-- START SOURCE DATA --
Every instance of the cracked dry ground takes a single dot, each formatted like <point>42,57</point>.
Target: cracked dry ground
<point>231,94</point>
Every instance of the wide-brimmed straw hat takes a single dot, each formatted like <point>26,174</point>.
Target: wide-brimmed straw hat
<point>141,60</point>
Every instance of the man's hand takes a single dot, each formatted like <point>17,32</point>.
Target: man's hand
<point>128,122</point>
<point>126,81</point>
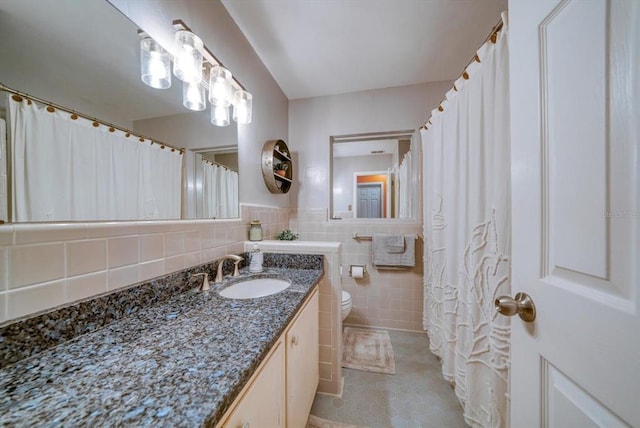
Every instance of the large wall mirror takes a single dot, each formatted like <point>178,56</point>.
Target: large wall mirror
<point>373,176</point>
<point>85,55</point>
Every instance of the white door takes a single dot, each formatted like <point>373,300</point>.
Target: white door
<point>575,90</point>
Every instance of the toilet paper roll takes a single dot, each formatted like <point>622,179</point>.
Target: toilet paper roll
<point>357,271</point>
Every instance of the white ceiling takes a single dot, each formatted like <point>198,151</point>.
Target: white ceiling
<point>322,47</point>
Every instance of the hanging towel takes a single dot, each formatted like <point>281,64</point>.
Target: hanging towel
<point>393,243</point>
<point>383,258</point>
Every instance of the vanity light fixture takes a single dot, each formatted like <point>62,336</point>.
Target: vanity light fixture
<point>155,64</point>
<point>187,61</point>
<point>191,61</point>
<point>242,106</point>
<point>220,115</point>
<point>220,86</point>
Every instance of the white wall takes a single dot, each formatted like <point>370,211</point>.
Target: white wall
<point>313,120</point>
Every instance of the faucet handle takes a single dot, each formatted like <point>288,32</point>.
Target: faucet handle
<point>205,280</point>
<point>235,267</point>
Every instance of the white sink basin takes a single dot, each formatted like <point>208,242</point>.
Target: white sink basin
<point>252,288</point>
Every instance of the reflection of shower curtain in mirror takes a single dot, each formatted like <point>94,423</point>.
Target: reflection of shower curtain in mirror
<point>404,187</point>
<point>220,191</point>
<point>65,169</point>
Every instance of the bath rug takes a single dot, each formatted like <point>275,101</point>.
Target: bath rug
<point>368,350</point>
<point>316,422</point>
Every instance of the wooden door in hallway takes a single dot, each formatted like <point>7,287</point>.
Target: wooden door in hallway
<point>574,78</point>
<point>369,200</point>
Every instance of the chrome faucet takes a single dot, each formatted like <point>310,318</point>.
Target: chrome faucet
<point>236,259</point>
<point>205,280</point>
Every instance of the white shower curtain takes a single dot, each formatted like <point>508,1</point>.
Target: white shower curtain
<point>467,235</point>
<point>220,191</point>
<point>65,169</point>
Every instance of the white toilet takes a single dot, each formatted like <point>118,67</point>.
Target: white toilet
<point>346,304</point>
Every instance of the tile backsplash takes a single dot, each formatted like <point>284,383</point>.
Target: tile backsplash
<point>43,266</point>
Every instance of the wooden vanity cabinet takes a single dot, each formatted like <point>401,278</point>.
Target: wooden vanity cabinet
<point>262,403</point>
<point>281,392</point>
<point>302,368</point>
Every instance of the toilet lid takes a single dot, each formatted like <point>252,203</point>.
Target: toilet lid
<point>346,297</point>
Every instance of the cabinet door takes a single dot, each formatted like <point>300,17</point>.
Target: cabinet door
<point>263,403</point>
<point>302,364</point>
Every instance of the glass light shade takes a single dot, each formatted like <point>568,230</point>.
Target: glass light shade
<point>220,115</point>
<point>220,88</point>
<point>242,106</point>
<point>193,96</point>
<point>155,64</point>
<point>187,63</point>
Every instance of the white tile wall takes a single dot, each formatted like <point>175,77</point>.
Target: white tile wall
<point>383,298</point>
<point>86,256</point>
<point>29,300</point>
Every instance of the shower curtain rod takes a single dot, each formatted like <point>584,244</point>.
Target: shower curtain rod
<point>18,96</point>
<point>493,36</point>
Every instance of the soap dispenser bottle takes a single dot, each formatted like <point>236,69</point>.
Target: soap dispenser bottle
<point>257,258</point>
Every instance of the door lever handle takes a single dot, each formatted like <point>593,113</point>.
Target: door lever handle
<point>521,305</point>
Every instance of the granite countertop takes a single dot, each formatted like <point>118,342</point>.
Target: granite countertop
<point>177,363</point>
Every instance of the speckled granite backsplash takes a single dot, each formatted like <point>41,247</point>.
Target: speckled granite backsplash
<point>25,337</point>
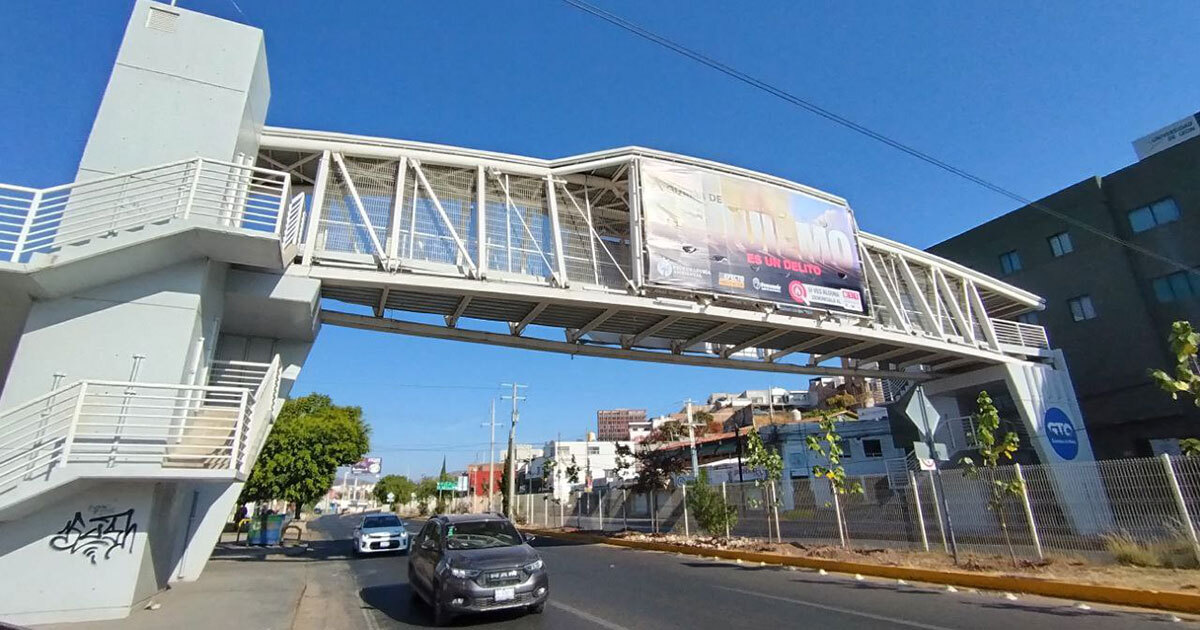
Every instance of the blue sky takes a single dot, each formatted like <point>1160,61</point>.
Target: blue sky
<point>1031,95</point>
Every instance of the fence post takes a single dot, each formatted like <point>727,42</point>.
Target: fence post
<point>937,511</point>
<point>837,509</point>
<point>725,502</point>
<point>687,532</point>
<point>921,515</point>
<point>624,508</point>
<point>1181,504</point>
<point>774,508</point>
<point>1029,510</point>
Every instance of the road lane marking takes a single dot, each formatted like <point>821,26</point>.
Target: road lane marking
<point>588,616</point>
<point>837,609</point>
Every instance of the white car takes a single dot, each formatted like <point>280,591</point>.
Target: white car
<point>381,532</point>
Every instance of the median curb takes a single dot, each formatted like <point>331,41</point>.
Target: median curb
<point>1168,600</point>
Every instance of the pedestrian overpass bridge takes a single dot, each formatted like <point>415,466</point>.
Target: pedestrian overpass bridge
<point>155,312</point>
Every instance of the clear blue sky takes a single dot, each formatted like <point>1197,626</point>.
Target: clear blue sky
<point>1031,95</point>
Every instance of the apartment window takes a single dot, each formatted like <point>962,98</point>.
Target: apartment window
<point>1009,262</point>
<point>1061,245</point>
<point>1177,286</point>
<point>1081,309</point>
<point>1156,214</point>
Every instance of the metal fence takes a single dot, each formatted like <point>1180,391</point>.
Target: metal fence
<point>1078,509</point>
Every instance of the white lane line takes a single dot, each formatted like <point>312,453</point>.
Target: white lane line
<point>835,609</point>
<point>588,616</point>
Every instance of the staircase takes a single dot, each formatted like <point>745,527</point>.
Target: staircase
<point>97,429</point>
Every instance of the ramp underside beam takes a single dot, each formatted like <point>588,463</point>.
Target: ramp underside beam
<point>339,318</point>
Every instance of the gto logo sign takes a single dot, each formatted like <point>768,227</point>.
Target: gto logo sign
<point>1061,433</point>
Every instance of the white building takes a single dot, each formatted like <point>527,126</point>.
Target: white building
-- END SOURCE DATA --
▸ **THE PROBLEM**
Copy the lines above word for word, leaving out the pictures.

▸ **WORKED SOLUTION**
Every instance of the cracked dry ground takes a single dot, each formatted like <point>42,57</point>.
Target: cracked dry ground
<point>231,94</point>
Every instance of the wide-brimmed straw hat takes a single dot, each formatted like <point>26,174</point>.
Target: wide-brimmed straw hat
<point>141,60</point>
Every instance of the man's hand takes a single dot, each formatted like <point>17,32</point>.
Target: man's hand
<point>128,122</point>
<point>126,81</point>
Every instance of the large wall mirror takes a single dot, each formatted like <point>178,56</point>.
Target: large wall mirror
<point>373,176</point>
<point>85,55</point>
Every instance of the white door takes a single dot, each formatted like <point>373,300</point>.
Target: white door
<point>575,90</point>
Every instance of the toilet paper roll takes a single dot, each formatted like <point>622,179</point>.
Target: toilet paper roll
<point>357,271</point>
Every instance of the white ceiling takes a single dot, each formatted like <point>198,151</point>.
Target: white ceiling
<point>322,47</point>
Every instance of the hanging towel takes a single dot, each formatted like <point>281,64</point>.
Target: hanging towel
<point>393,243</point>
<point>383,258</point>
Every instance of the vanity light fixture takes a single dot, each formatted like <point>62,336</point>.
Target: vanity light fixture
<point>155,64</point>
<point>187,61</point>
<point>191,61</point>
<point>242,106</point>
<point>220,115</point>
<point>220,86</point>
Every instance of the white wall takes a single dot, each formatted like <point>370,211</point>.
Target: white wall
<point>313,120</point>
Every instance of the faucet handle takes a single dot, each formatted like <point>288,32</point>.
Target: faucet handle
<point>205,280</point>
<point>235,267</point>
Every instance of the white sink basin takes a single dot, each formatted like <point>208,242</point>.
Target: white sink basin
<point>252,288</point>
Every instance of the reflection of shower curtain in mirror takes a single dot, each formatted like <point>94,423</point>.
Target: reflection of shower curtain in mirror
<point>404,187</point>
<point>220,191</point>
<point>65,169</point>
Every instance of the bath rug takes a single dot, each formatted like <point>275,101</point>.
Target: bath rug
<point>368,350</point>
<point>316,422</point>
Every instance of the wooden door in hallway takes a single dot, each formatted like <point>7,287</point>.
Target: wooden door in hallway
<point>574,78</point>
<point>369,200</point>
Every instance of the chrome faucet takes a single dot, each formatted like <point>310,318</point>.
Target: chrome faucet
<point>236,259</point>
<point>205,280</point>
Every instance of the white shower curtain takes a single dot, each formatted like <point>508,1</point>.
Target: white shower curtain
<point>467,235</point>
<point>220,191</point>
<point>65,169</point>
Every instance of the white toilet takes a single dot, each formatted like <point>118,67</point>.
Target: white toilet
<point>346,304</point>
Every instance of the tile backsplash takes a single dot, each formatted like <point>284,383</point>.
Target: tile backsplash
<point>43,266</point>
Every instance of the wooden vanity cabinet takes a single dot, each formatted like <point>401,278</point>.
Target: wooden vanity cabinet
<point>262,403</point>
<point>281,392</point>
<point>302,368</point>
Every instance of the toilet lid takes a single dot, each formatted like <point>252,203</point>.
Target: toilet lid
<point>346,297</point>
Every instance of the cabinet door takes a single dot, each formatted like <point>300,17</point>.
Target: cabinet door
<point>263,403</point>
<point>302,364</point>
Every instance of the glass light shade takes a single dot, each formatted like <point>568,230</point>.
Target: glass light shade
<point>220,115</point>
<point>220,88</point>
<point>242,106</point>
<point>193,96</point>
<point>155,64</point>
<point>187,63</point>
Every instance of the white tile wall takes a single dot, each formatted like <point>175,77</point>.
Target: white tile wall
<point>383,298</point>
<point>86,256</point>
<point>29,300</point>
Every instance of the shower curtain rod takes a single dot, each formatted like <point>584,244</point>.
Target: shower curtain rod
<point>18,96</point>
<point>493,36</point>
Every instance of the soap dispenser bottle takes a single dot, each formatted like <point>236,69</point>.
Target: soap dispenser bottle
<point>257,258</point>
Every instance of the door lever handle takes a single dot, each formatted like <point>593,113</point>.
Target: door lever handle
<point>521,305</point>
Every instance of the granite countertop takes a single dot, each formatted like <point>118,342</point>.
Target: granite countertop
<point>177,363</point>
Every instance of the speckled granite backsplash takes a single dot, each formatted like <point>41,247</point>.
Target: speckled granite backsplash
<point>25,337</point>
Every instance of the blue sky takes a single dot, each formatted like <point>1160,61</point>.
Target: blue sky
<point>1031,95</point>
Every instance of the fence post takes a single dot, each formatted like <point>727,42</point>.
Target: fence post
<point>937,511</point>
<point>837,509</point>
<point>725,502</point>
<point>687,532</point>
<point>921,515</point>
<point>624,508</point>
<point>1181,504</point>
<point>774,508</point>
<point>1029,510</point>
Every instance of the road lane marking takes a single dot, each formatted like <point>821,26</point>.
Target: road lane marking
<point>588,616</point>
<point>837,609</point>
Every instance of the white car takes a single dot, each formatted like <point>280,591</point>.
Target: white car
<point>381,532</point>
Every instance of the median curb takes a single dot, each formatted like <point>331,41</point>.
Target: median curb
<point>1168,600</point>
Every instance of the pedestrian overpass bridge takes a single dot, each formatted like <point>415,466</point>.
Target: pedestrian overpass bridge
<point>155,312</point>
Every instance of the clear blue sky takes a single dot, each formatted like <point>1197,626</point>.
Target: clear blue sky
<point>1031,95</point>
Every instance of the apartment window takes a single dot, each formatted like <point>962,98</point>.
Target: apartment window
<point>1009,262</point>
<point>1061,245</point>
<point>1177,286</point>
<point>1081,309</point>
<point>1156,214</point>
Every instance of the metal fence takes a single dot, each formatted like <point>1180,391</point>.
Target: metal fence
<point>1078,509</point>
Every instance of the white lane line takes a single dot, each formatted like <point>312,453</point>.
Target: white lane line
<point>835,609</point>
<point>588,616</point>
Every instance of the staircase takes a single dot, each formatted like <point>745,527</point>.
Target: staircase
<point>97,429</point>
Every instance of the ramp underside beam takes a single dot, each formatted like <point>588,463</point>.
Target: ramp underside beam
<point>339,318</point>
Every instance of the gto logo sign takes a single dot, each formatted like <point>768,227</point>.
Target: gto logo sign
<point>1061,433</point>
Every instance of the white building takes a single dot, each formatted like <point>527,126</point>.
Target: white building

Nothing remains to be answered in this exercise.